→ **What is needed**: Below are the entries; return every line among them that holds the word "umbrella".

→ **Source information**:
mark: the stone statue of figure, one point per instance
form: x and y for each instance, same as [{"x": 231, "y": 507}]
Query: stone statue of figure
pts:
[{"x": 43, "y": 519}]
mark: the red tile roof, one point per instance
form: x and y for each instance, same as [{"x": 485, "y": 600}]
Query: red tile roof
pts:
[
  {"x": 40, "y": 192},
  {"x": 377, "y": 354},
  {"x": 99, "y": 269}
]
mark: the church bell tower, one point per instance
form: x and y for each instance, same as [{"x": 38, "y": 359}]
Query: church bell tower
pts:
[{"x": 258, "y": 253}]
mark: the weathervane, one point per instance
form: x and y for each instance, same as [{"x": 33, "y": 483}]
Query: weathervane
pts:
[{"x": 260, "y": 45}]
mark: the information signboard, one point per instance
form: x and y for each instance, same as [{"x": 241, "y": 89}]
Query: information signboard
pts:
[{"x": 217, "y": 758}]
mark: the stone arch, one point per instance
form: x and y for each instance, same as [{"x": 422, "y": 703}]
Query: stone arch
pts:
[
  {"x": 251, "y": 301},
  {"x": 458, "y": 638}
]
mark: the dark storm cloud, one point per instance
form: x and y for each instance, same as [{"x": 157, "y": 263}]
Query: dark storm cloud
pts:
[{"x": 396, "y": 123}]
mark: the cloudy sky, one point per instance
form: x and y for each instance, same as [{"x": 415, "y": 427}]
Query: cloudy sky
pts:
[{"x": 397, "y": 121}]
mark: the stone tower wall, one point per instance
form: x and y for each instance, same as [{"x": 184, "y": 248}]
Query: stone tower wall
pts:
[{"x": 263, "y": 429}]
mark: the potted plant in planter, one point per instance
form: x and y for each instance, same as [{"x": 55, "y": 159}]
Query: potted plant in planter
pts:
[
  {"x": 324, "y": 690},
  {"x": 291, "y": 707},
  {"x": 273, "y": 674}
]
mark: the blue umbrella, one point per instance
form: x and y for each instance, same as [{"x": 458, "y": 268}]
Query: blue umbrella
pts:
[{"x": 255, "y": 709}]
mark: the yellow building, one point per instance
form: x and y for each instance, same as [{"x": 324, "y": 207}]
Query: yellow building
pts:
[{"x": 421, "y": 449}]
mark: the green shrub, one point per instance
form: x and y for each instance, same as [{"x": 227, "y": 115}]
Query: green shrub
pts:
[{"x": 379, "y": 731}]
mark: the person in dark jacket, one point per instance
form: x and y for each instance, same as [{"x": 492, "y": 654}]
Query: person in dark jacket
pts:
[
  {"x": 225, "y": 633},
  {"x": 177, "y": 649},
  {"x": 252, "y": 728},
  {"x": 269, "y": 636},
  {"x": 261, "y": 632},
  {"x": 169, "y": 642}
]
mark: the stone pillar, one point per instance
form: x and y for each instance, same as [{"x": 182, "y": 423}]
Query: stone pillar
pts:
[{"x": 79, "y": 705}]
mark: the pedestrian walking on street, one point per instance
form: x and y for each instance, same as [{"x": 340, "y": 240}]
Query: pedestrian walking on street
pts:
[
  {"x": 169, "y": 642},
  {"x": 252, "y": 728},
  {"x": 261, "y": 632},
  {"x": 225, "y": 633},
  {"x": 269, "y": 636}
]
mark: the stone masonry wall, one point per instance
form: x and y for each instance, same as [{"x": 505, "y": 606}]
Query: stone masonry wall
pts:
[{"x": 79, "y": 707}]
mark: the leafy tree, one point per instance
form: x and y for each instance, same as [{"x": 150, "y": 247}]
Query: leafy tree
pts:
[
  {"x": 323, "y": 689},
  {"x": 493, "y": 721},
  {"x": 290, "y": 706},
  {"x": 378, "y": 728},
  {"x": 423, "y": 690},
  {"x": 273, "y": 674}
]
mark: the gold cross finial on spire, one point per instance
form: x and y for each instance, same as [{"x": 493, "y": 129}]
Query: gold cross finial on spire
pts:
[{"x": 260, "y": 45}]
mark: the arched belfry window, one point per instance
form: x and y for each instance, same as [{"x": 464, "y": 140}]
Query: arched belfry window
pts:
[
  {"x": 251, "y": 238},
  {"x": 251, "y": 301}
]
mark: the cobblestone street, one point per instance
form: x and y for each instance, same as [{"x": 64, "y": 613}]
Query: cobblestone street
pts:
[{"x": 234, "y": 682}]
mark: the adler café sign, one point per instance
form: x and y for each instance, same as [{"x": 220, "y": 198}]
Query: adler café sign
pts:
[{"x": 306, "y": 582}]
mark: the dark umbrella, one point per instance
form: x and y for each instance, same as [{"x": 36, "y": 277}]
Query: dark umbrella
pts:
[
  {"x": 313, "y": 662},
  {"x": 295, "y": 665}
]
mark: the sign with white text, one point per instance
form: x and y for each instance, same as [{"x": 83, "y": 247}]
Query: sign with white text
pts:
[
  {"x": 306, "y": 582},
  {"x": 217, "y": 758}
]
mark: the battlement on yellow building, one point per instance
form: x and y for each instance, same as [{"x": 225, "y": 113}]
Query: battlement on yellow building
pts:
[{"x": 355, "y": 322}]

→ **Response area**:
mark: the blue umbrella, one point per instance
Query: blue umbrella
mark: the dark umbrella, one point per instance
Query: dark umbrella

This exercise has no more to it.